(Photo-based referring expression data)
--*--
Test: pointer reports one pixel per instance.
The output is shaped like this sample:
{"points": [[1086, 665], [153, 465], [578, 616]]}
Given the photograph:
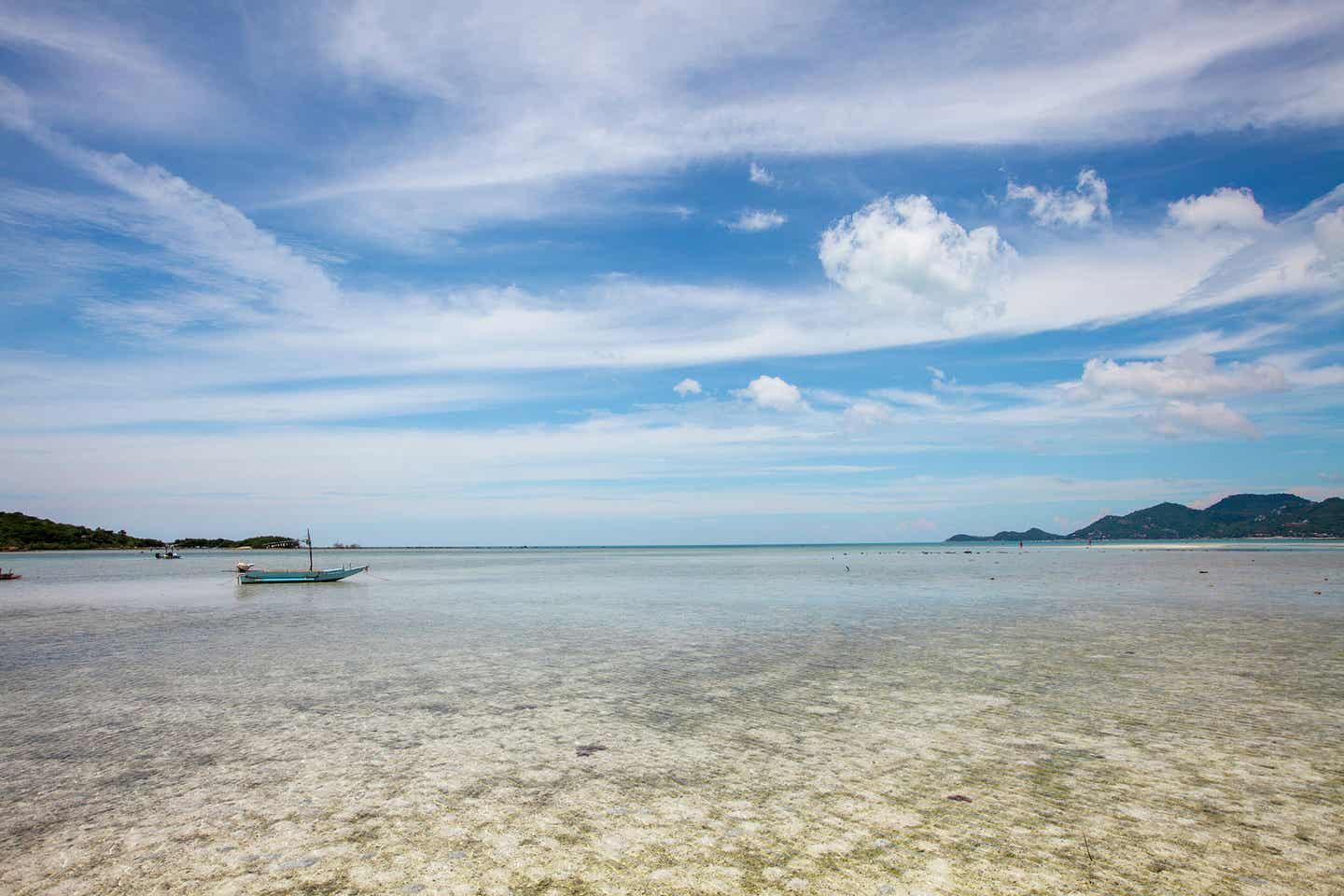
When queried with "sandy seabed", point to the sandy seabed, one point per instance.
{"points": [[1179, 743]]}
--*--
INSTRUCTIONS FOR THE TASK:
Write out each entry exactly as given, omitting any picture.

RESULT:
Test: pointer reports one pixel per instance.
The output is shaped like this sample:
{"points": [[1086, 665], [153, 465], [578, 616]]}
Given the photograph:
When queried with "sandy seabed", point to the sandy seabed, one point per instance.
{"points": [[1179, 743]]}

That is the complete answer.